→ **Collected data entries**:
══════
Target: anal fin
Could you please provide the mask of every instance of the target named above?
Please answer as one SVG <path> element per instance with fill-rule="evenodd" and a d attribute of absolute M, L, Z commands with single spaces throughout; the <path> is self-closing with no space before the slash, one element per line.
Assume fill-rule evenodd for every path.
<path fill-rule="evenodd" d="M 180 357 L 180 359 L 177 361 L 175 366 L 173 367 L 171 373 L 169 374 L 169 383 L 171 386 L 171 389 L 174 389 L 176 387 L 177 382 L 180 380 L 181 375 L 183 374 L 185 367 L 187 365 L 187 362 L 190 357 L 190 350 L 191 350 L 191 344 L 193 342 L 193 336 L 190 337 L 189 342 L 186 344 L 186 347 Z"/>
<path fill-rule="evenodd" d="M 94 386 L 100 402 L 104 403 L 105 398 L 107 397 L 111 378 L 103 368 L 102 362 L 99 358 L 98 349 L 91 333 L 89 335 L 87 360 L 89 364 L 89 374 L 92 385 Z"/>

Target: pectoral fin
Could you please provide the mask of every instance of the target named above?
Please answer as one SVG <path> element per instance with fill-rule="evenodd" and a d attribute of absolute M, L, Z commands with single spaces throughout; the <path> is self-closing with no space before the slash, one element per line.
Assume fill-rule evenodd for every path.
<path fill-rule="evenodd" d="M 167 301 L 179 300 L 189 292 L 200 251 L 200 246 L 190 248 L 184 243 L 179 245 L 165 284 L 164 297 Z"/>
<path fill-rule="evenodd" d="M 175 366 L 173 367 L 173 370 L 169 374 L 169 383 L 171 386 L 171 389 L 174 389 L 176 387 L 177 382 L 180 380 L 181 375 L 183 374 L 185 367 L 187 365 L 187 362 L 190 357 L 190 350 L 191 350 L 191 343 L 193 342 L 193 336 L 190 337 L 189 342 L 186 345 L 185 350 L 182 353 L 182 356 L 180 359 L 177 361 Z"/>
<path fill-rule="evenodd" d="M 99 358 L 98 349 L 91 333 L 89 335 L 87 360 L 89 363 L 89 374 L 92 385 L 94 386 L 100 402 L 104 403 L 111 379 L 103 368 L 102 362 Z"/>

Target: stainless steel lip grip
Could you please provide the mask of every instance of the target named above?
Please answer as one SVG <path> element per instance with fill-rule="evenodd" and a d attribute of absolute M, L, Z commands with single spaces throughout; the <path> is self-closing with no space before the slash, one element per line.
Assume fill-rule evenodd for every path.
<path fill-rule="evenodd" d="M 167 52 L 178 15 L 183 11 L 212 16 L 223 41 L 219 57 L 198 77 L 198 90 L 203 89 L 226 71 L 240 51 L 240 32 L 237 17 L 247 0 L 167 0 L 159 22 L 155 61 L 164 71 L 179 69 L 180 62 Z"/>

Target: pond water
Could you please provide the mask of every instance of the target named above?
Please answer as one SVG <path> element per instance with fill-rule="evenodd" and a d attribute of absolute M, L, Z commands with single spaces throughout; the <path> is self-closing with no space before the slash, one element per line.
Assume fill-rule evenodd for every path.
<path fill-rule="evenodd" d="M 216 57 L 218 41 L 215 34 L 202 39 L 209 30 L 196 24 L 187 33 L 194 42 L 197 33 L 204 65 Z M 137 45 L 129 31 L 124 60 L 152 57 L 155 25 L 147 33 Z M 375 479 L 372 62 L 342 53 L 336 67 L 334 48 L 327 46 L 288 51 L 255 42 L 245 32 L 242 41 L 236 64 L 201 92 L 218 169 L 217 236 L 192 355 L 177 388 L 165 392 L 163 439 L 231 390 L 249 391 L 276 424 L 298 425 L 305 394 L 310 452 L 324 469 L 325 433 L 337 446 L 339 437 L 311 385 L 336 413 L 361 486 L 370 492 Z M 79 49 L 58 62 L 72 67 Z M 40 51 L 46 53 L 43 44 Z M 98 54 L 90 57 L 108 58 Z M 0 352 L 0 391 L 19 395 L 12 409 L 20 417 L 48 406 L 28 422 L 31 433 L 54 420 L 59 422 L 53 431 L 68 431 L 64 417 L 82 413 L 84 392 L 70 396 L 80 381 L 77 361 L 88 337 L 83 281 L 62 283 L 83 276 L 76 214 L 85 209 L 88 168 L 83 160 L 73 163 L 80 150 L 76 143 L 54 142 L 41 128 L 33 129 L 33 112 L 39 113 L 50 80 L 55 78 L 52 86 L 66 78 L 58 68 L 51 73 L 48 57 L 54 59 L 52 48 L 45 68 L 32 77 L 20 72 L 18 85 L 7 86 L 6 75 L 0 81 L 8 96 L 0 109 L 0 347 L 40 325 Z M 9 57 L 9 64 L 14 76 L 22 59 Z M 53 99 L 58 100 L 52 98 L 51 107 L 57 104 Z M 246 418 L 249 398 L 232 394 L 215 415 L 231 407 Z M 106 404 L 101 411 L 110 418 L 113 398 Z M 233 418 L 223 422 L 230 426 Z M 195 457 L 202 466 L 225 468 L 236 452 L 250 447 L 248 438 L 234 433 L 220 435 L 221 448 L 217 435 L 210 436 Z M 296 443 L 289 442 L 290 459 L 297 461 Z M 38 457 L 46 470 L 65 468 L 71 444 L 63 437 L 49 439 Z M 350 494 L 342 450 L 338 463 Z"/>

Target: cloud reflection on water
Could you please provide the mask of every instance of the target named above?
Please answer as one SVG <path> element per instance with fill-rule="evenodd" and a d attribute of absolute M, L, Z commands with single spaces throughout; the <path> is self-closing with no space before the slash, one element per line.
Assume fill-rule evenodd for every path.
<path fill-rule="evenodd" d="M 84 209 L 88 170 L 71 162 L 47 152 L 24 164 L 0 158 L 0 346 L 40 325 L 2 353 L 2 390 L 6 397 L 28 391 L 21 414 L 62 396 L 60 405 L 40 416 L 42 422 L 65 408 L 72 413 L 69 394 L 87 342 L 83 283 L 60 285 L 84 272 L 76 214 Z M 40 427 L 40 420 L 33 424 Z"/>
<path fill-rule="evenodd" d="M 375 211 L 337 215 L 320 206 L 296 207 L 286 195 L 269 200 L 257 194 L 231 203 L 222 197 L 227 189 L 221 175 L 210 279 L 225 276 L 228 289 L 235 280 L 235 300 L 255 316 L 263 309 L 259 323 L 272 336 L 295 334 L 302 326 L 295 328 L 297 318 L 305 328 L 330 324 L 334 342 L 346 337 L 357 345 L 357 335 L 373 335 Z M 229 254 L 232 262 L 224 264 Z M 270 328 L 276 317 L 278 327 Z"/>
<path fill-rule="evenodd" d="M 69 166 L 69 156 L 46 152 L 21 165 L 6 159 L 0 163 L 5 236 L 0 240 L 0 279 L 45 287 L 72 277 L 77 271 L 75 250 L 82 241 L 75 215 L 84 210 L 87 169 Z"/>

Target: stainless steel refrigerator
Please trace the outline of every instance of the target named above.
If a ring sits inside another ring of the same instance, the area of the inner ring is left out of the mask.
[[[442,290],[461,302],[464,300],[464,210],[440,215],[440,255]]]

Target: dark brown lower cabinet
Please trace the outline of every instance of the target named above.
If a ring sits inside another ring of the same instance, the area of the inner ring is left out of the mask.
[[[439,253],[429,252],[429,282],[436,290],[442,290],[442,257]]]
══════
→ **TASK DIRECTIONS**:
Find every line of the data that holds the string "water", then say how many there are and nothing else.

→ **THE COMPLETED TASK**:
2